Content starts

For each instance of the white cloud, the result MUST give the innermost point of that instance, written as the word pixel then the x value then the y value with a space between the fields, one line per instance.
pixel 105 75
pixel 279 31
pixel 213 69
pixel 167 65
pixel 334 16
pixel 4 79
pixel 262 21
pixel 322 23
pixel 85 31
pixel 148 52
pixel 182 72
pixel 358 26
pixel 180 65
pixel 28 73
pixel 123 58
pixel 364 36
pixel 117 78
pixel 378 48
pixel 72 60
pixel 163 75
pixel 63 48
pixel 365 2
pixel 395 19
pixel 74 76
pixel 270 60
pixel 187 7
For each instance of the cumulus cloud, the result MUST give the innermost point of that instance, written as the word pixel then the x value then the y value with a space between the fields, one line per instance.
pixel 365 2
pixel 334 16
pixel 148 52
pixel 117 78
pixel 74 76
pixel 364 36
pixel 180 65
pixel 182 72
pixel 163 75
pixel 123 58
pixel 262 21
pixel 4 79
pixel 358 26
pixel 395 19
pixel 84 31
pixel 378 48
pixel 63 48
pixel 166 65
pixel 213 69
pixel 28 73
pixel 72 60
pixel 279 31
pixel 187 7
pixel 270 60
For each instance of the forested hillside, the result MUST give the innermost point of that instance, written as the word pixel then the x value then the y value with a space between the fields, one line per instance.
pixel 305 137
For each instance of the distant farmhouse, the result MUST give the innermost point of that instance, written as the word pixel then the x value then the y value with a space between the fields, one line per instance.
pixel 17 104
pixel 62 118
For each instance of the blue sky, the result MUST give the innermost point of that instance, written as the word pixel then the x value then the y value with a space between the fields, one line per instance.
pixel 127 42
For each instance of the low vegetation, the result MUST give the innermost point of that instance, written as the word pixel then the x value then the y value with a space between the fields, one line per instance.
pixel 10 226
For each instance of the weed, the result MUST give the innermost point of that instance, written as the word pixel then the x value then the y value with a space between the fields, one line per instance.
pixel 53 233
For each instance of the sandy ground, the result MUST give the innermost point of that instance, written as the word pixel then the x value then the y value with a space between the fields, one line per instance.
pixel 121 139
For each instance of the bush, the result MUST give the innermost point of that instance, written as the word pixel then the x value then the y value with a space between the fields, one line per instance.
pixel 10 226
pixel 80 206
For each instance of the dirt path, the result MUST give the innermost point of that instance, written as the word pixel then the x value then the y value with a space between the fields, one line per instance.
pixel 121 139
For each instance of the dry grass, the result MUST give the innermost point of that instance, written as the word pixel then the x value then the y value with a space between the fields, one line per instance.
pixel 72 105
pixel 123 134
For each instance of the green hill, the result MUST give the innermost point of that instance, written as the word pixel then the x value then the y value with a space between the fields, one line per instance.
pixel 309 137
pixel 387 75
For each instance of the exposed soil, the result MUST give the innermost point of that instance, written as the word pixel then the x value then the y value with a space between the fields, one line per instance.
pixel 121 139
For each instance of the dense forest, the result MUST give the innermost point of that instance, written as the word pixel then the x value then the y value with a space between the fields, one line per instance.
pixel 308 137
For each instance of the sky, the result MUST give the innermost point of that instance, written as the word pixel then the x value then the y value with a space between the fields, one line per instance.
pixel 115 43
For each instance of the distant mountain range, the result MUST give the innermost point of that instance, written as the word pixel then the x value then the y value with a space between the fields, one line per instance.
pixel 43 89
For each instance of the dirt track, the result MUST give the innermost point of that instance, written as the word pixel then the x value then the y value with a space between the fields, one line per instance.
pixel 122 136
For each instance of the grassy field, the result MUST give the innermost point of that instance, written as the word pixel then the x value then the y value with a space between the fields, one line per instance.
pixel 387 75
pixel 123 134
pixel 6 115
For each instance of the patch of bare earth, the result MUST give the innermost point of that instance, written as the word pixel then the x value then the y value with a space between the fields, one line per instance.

Content ends

Reproduce the listing shown above in its entirety, exactly.

For each instance of the white cloud, the result MUST give the innermost point of that instance, written as the word pixel then the x value then the y value with a space between the fields, one line per instance.
pixel 105 75
pixel 279 31
pixel 213 69
pixel 167 65
pixel 334 16
pixel 4 79
pixel 262 21
pixel 322 23
pixel 85 31
pixel 148 52
pixel 182 72
pixel 358 26
pixel 180 65
pixel 28 73
pixel 123 58
pixel 364 36
pixel 117 78
pixel 378 48
pixel 72 60
pixel 163 75
pixel 63 48
pixel 365 2
pixel 395 19
pixel 74 76
pixel 270 60
pixel 187 7
For each instance of the cumulus cloud, the result MUST give the innermost point of that instance, written as the word pixel then the x value then the y value with a space between the fields, one line per instance.
pixel 365 2
pixel 334 16
pixel 148 52
pixel 117 78
pixel 74 76
pixel 364 36
pixel 180 65
pixel 182 72
pixel 163 75
pixel 123 58
pixel 262 21
pixel 4 79
pixel 358 26
pixel 395 19
pixel 84 31
pixel 378 48
pixel 63 48
pixel 166 65
pixel 213 69
pixel 28 73
pixel 72 60
pixel 279 31
pixel 187 7
pixel 270 60
For each instance of the forested hillside, the result MUST give the innermost point of that instance, written as the word pixel then the x value then the y value with a space between the fields, one line per instance.
pixel 305 137
For each instance of the distant farmhouse, the result MUST give the innermost point of that instance, written as the word pixel then the x value then the y value with a space between the fields, one line per instance.
pixel 17 104
pixel 62 118
For each instance of the blue sky, the result MUST give the innermost point of that instance, written as the word pixel then the x value then the y value with a space between the fields, one line per instance.
pixel 127 42
For each instance of the low vegetation, the result MUST give the innermost point of that instance, written as the word pixel then the x value then the y value with a space between the fields, one line per instance.
pixel 10 226
For each instance of the weed, the result MUST give the innermost point of that instance, written as the word pixel then the x value then the y value with a space between the fields, one line per instance.
pixel 53 233
For each instance of the sandy ground, the result MUST give the innermost point of that instance, written as the word pixel then the x value then the y value with a space between the fields, one line per instance.
pixel 121 139
For each instance of the bush, the result MUST give the innermost point of that instance, written as the word pixel then the x value then the y value with a space between the fields, one line per instance.
pixel 10 226
pixel 80 206
For each instance of the dirt path, the result MUST give the innermost point of that instance, written as the word pixel then the x value then the y value with a space between the fields, one line per instance.
pixel 121 139
For each instance of the dry grass, the result MUST give the innermost point of that instance, written as the word pixel then the x value then the y value with a space between the fields, one line per instance.
pixel 72 105
pixel 123 134
For each instance of the green hill, the result MUST give the innermost point of that instance, written as the word pixel then the x value then the y value with a space between the fields, one line per instance.
pixel 309 137
pixel 387 75
For each instance of the exposed soil, the result MUST give the innermost point of that instance, written as the word pixel then the x value then the y value with a space between the fields, one line per instance.
pixel 121 139
For each instance of the dense forest, the result MUST give the innermost point of that instance, written as the word pixel then the x value then the y value with a space between the fields, one line per instance.
pixel 308 137
For each instance of the sky, the result MUST give the innermost point of that instance, written as the word pixel then the x value then the y value with a space between the fields, one line per instance.
pixel 115 43
For each instance of the distant mountain range, the result MUST give the innermost point of that instance, written as the word pixel then the x value then the y value with a space between the fields, one line per instance.
pixel 43 89
For each instance of the dirt track, the result MUST give the innermost point of that instance, written as the word pixel then the x value then the y value with a space between the fields, one line per instance.
pixel 122 136
For each instance of the grassy field, the result MUST give the innermost point of that instance, written as the word pixel then the x value then the y value with a space between the fields, one line per instance.
pixel 387 75
pixel 123 134
pixel 6 115
For each instance of the patch of bare earth, the result MUST give the innermost point of that instance, written as the word pixel then the x value then the y value with a space between the fields, one line per instance.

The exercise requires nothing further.